## Required work:
In the rows from the line containing "Audit check: the roof" through the end of the rows, both ends included, substitute "saguaro cactus" for "barrel cactus" and write those lines out again with nothing else changed.
+ + + + +
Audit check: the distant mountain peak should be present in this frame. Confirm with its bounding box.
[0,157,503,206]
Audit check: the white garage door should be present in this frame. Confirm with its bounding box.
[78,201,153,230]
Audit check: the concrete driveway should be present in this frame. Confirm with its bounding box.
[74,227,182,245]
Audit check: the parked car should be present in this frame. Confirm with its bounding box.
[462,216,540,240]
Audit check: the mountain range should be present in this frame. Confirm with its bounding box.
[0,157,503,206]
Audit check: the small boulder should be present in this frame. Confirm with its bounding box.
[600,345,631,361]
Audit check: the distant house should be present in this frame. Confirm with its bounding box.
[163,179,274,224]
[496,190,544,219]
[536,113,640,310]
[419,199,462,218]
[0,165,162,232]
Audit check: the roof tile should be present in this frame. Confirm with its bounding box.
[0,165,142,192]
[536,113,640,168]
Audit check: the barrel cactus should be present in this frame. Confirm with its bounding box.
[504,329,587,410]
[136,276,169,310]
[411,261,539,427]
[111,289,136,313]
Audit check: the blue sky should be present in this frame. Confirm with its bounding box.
+ + + + +
## Task response:
Audit check: the roof tile should be present in this frame. Confirm with its bounding box.
[0,165,142,192]
[536,113,640,168]
Audit check: the saguaro cactus should be present in this frame. Confirm with its bounding box.
[504,329,587,410]
[136,276,169,310]
[411,261,539,427]
[111,289,136,313]
Audit check: the blue sky should be present in this frame. Confirm with its bounding box.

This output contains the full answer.